In the records below, the lines from the one with "water in the photo above." through the last are to be printed exactly, and nothing else.

(Records from a data collection)
---+---

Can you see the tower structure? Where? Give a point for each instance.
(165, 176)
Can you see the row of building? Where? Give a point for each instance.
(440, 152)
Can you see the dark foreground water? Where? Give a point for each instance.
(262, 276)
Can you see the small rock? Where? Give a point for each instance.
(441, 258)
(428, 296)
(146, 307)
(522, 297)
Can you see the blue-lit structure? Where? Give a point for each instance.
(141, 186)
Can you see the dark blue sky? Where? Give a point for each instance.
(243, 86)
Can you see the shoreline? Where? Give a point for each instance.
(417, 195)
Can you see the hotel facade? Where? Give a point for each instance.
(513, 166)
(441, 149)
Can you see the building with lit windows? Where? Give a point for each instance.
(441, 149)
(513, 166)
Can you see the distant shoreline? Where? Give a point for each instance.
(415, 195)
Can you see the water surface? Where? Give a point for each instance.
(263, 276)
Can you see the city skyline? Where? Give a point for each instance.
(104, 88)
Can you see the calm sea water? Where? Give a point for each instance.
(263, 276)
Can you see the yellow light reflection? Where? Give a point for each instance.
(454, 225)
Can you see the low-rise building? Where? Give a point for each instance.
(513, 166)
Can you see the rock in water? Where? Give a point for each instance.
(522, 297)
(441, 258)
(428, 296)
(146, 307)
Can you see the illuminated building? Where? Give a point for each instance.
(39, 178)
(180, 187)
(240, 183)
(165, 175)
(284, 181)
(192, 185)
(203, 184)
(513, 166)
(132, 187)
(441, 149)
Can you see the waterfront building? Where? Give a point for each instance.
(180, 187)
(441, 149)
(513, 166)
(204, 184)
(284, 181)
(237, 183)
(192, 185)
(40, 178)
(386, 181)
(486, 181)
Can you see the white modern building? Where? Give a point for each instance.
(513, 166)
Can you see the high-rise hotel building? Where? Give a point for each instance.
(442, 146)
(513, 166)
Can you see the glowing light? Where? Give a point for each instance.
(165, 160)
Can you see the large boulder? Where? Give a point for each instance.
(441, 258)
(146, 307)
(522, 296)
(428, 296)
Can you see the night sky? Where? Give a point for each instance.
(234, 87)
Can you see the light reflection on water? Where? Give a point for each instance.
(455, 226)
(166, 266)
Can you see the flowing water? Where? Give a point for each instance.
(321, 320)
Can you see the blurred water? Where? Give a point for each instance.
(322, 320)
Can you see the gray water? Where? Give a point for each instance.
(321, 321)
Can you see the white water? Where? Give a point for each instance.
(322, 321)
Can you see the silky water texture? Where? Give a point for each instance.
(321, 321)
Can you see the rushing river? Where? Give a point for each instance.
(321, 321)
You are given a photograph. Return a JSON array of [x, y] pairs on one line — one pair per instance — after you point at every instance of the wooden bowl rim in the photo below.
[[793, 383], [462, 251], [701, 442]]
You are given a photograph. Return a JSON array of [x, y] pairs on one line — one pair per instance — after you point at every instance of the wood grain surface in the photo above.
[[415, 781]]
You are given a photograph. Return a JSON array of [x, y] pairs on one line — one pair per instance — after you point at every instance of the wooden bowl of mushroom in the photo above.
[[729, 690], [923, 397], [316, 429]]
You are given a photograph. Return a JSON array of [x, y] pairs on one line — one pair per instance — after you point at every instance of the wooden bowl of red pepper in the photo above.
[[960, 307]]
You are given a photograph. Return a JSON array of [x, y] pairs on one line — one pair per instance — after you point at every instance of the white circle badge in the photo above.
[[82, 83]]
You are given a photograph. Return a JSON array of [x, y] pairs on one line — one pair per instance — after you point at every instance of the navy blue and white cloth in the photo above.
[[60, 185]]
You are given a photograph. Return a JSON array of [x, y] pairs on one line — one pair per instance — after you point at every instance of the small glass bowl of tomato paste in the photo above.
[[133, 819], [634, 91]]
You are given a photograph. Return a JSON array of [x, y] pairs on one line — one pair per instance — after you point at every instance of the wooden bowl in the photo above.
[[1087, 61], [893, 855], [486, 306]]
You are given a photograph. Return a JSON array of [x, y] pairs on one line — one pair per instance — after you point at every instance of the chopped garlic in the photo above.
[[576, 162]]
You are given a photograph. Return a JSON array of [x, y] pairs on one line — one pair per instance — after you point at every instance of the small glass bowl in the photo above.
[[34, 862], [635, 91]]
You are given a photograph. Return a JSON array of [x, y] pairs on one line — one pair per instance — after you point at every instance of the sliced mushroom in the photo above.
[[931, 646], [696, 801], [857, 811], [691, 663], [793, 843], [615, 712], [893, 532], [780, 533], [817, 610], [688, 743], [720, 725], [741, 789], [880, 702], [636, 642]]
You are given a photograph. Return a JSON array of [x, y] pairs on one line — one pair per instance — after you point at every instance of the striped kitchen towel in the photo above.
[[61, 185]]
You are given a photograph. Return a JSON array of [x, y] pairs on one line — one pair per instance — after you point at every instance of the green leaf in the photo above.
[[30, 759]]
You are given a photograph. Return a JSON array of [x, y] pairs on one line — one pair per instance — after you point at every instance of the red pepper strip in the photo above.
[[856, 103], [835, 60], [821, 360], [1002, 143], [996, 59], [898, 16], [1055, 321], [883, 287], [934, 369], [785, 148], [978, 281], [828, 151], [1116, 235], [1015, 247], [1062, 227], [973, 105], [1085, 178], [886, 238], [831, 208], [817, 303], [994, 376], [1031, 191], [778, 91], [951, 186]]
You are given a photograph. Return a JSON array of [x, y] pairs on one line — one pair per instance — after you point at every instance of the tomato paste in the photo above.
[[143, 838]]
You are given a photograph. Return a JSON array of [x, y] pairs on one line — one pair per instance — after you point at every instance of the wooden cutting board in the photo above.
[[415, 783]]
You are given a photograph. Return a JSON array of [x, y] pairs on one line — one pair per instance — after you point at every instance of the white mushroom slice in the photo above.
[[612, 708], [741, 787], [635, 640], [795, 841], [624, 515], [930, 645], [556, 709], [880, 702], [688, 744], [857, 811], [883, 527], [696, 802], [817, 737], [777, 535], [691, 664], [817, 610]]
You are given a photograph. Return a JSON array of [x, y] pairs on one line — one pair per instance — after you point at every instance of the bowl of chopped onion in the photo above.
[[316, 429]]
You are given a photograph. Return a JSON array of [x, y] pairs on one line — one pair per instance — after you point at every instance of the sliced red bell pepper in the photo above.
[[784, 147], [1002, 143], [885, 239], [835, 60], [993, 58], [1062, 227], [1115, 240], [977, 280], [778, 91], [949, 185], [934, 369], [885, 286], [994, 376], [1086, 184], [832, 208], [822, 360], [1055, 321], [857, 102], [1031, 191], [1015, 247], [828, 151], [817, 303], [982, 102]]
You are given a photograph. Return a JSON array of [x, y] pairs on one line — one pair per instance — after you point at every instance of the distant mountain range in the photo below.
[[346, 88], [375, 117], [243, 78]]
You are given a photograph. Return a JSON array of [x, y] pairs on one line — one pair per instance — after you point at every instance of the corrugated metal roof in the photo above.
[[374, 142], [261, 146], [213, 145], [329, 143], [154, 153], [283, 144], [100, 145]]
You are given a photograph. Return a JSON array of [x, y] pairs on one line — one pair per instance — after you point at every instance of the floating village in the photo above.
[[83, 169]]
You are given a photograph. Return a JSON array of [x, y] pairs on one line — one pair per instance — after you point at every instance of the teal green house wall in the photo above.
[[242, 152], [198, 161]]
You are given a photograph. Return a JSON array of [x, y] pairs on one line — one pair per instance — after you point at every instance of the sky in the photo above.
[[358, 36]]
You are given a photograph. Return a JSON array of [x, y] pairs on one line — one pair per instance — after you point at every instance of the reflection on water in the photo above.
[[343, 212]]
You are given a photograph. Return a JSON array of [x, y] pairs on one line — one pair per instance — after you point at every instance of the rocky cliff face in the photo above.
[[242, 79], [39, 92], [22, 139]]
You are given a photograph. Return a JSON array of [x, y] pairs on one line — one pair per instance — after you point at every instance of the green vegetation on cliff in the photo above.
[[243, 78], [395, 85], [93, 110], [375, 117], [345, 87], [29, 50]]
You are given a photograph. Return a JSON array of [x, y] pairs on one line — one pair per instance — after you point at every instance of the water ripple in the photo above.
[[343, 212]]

---+---

▶ [Response below]
You are given a photograph. Return a JSON array of [x, y] pairs on one line — one pair per instance — after you point at every instance of the reflection on water in the photo above.
[[343, 212]]
You are given a photograph. Return a JSON array of [x, y] pairs on one line — one pair per instance — after you point at every instance of the rocky cliff face in the photo above.
[[242, 79], [39, 92], [22, 139]]
You are given a photograph. Return a JSON array of [x, y] pairs on one line — one pair per instance — after you point at every instance of the green vegetation on cliff in the photo above.
[[243, 78], [395, 85], [93, 110], [375, 117], [345, 87], [29, 50]]
You are given a photograph. Return a JSON array of [x, y] pairs on one line — one pair per instance — after you point at every instance of the water ripple in the photo above.
[[343, 212]]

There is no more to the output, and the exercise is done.